* Supplied material:
= = = = = = =

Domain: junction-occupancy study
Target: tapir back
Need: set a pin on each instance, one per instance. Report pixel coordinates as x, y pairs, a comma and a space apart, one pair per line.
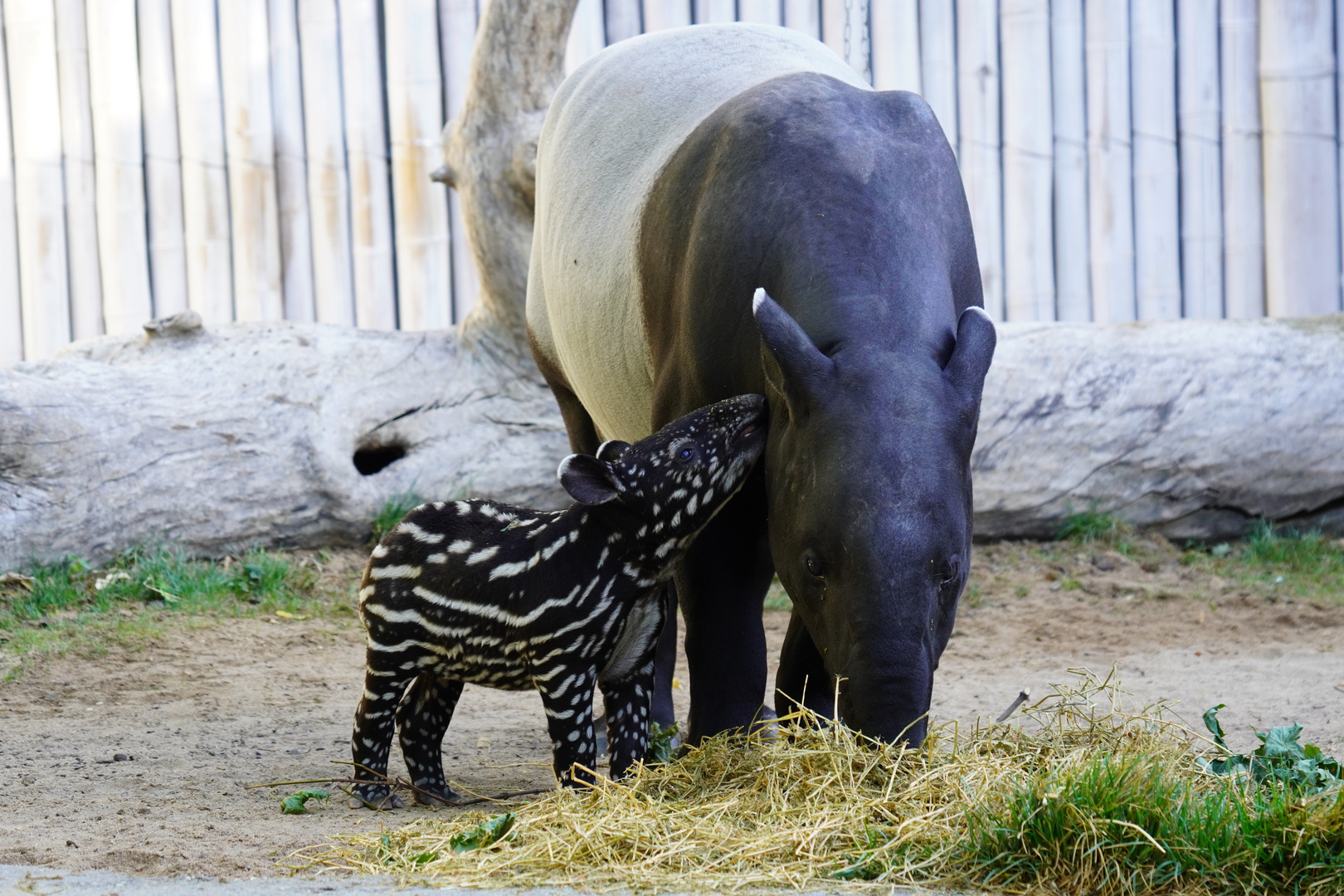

= = = = = = =

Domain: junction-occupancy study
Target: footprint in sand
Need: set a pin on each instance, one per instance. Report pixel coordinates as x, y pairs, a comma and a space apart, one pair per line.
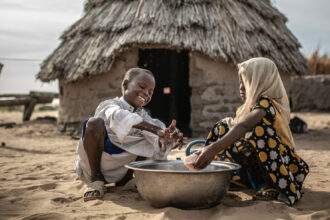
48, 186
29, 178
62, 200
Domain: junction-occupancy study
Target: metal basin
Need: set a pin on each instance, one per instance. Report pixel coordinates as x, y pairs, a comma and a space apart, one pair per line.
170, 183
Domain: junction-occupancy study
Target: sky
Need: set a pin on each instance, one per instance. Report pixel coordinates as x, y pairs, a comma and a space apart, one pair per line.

= = = = = = =

* Goal of the exercise:
Return each line of the listing that holds the string "Target".

* Exercise result:
Target: tapir back
Target: footprint in sand
Target: metal basin
Target: sky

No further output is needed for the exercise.